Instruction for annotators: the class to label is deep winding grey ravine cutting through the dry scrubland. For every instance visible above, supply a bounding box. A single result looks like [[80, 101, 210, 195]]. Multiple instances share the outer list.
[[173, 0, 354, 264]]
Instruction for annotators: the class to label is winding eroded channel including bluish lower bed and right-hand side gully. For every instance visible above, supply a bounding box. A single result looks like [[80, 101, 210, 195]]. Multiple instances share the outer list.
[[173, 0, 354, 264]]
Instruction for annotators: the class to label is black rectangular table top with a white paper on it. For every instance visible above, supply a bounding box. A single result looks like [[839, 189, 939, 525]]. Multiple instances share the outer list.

-.-.-

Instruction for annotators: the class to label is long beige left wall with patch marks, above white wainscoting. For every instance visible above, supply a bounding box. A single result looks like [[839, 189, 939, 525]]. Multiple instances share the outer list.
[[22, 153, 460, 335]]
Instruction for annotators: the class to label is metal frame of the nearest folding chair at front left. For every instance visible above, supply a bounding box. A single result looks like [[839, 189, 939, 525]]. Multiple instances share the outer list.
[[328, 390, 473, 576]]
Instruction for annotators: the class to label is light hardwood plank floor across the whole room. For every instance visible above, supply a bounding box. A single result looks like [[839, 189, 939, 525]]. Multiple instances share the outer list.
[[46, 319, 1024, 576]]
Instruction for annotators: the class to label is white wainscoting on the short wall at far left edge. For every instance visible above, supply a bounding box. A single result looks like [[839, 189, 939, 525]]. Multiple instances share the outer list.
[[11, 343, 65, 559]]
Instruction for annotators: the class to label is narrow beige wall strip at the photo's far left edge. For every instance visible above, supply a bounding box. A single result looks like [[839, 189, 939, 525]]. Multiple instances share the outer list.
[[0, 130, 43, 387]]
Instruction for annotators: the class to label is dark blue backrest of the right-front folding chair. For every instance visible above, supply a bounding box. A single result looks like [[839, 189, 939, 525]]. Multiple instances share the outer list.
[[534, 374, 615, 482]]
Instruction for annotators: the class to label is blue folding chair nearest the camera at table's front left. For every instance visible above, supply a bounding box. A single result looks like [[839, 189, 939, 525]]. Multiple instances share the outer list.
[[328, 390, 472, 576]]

-.-.-

* Work to be completed: Precisely the lines between those holding "Instruction for annotators: the class to label is deep" and "Instruction for annotators: the class to label is black", inclusive, are to be reproduced from the listing above, with nothing added.

* Your response:
Instruction for annotators: the class to label is deep winding grey ravine cutting through the dry scrubland. For every instance visible above, supply a bounding box. A single result looks like [[80, 101, 210, 195]]. Multiple instances share the outer list.
[[173, 0, 354, 264]]
Instruction for annotators: the class to label is winding eroded channel including bluish lower bed and right-hand side gully. For every instance visible above, supply a bounding box. A single result looks like [[80, 101, 210, 195]]. Multiple instances share the outer list.
[[173, 0, 354, 264]]
Instruction for annotators: the class to label is black rectangular table top with a white paper on it. For every instance visible above, supply a bounding box. A single result looks like [[839, 189, 939, 525]]. Multiple instances share the outer list.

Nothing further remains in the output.